Boundary annotation records —
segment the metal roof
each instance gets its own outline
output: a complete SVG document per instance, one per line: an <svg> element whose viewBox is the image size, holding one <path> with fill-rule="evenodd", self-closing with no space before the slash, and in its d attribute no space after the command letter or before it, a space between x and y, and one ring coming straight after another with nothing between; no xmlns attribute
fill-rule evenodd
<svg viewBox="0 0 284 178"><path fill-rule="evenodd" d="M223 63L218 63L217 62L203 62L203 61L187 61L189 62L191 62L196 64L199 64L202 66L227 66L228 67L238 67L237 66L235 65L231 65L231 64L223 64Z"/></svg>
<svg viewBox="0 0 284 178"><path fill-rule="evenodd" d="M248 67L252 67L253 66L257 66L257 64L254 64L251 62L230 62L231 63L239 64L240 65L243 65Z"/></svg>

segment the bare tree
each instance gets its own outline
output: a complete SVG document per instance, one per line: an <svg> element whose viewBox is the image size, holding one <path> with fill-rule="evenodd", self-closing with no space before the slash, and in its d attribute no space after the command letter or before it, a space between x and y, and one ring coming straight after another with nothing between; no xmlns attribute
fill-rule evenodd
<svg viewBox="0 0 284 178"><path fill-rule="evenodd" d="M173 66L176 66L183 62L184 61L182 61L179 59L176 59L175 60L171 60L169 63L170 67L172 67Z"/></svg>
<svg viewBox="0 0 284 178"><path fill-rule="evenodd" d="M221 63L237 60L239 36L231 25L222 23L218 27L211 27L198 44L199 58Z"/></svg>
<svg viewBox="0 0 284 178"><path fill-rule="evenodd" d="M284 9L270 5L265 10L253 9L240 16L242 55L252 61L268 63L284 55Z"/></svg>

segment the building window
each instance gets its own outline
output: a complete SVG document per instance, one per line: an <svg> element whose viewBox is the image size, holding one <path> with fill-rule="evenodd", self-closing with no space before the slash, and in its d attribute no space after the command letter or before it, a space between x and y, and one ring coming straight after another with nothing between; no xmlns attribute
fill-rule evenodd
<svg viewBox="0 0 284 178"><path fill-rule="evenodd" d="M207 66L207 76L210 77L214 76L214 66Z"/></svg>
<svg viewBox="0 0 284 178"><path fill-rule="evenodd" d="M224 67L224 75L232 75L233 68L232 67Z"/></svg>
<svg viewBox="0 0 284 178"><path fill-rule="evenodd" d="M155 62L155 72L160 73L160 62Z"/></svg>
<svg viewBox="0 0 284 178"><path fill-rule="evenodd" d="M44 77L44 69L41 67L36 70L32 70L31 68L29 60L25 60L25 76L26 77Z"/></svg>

Exercise description — Express every line of the records above as a Markdown table with the columns Row and Line, numbering the rows in order and omitting blank lines.

Task result —
| Row | Line |
|---|---|
| 1 | segment the metal roof |
| 2 | each instance gets its own outline |
| 3 | output: a complete SVG document per instance, one per line: an <svg> element whose viewBox is the image size, holding one <path> with fill-rule="evenodd", self-closing with no space before the slash, and in its d attribute no space after the command letter or before it, a space between x and y, and one ring coming straight after another with nothing between; no xmlns attribute |
| 4 | fill-rule evenodd |
| 5 | <svg viewBox="0 0 284 178"><path fill-rule="evenodd" d="M223 63L218 63L217 62L203 62L203 61L187 61L189 62L191 62L196 64L199 64L202 66L227 66L228 67L238 67L237 66L235 65L231 65L231 64L223 64Z"/></svg> |
| 6 | <svg viewBox="0 0 284 178"><path fill-rule="evenodd" d="M248 67L252 67L253 66L257 66L257 64L254 64L251 62L230 62L231 63L239 64L240 65L243 65Z"/></svg> |
| 7 | segment the bare tree |
| 8 | each instance gets its own outline |
| 9 | output: a complete SVG document per instance, one per line: an <svg> element whose viewBox is the image size, holding one <path> with fill-rule="evenodd", self-closing with no space before the slash, and in its d attribute no space after the command letter or before it, a space between x and y, and one ring coming straight after another with nothing between; no xmlns attribute |
| 10 | fill-rule evenodd |
| 11 | <svg viewBox="0 0 284 178"><path fill-rule="evenodd" d="M173 66L176 66L183 62L184 61L182 61L179 59L176 59L175 60L171 60L169 63L170 67L172 67Z"/></svg> |
| 12 | <svg viewBox="0 0 284 178"><path fill-rule="evenodd" d="M221 63L237 60L239 36L231 25L222 23L218 27L211 27L198 44L199 58Z"/></svg> |
| 13 | <svg viewBox="0 0 284 178"><path fill-rule="evenodd" d="M284 9L270 5L265 10L253 9L240 16L242 55L252 61L268 63L284 55Z"/></svg> |
| 14 | segment the building window |
| 15 | each instance gets its own outline |
| 16 | output: a complete SVG document per instance, one per line: an <svg> element whose viewBox is the image size, holding one <path> with fill-rule="evenodd", self-closing with no space before the slash, and in its d attribute no space after the command letter or before it, a space between x and y, and one ring coming straight after another with nothing between; no xmlns attribute |
| 17 | fill-rule evenodd |
| 18 | <svg viewBox="0 0 284 178"><path fill-rule="evenodd" d="M207 66L207 76L210 77L214 76L214 66Z"/></svg> |
| 19 | <svg viewBox="0 0 284 178"><path fill-rule="evenodd" d="M224 67L224 75L232 75L233 68L232 67Z"/></svg> |
| 20 | <svg viewBox="0 0 284 178"><path fill-rule="evenodd" d="M155 62L155 72L160 73L160 62Z"/></svg> |
| 21 | <svg viewBox="0 0 284 178"><path fill-rule="evenodd" d="M44 77L44 69L41 67L36 70L32 70L31 68L29 60L25 60L25 76L26 77Z"/></svg> |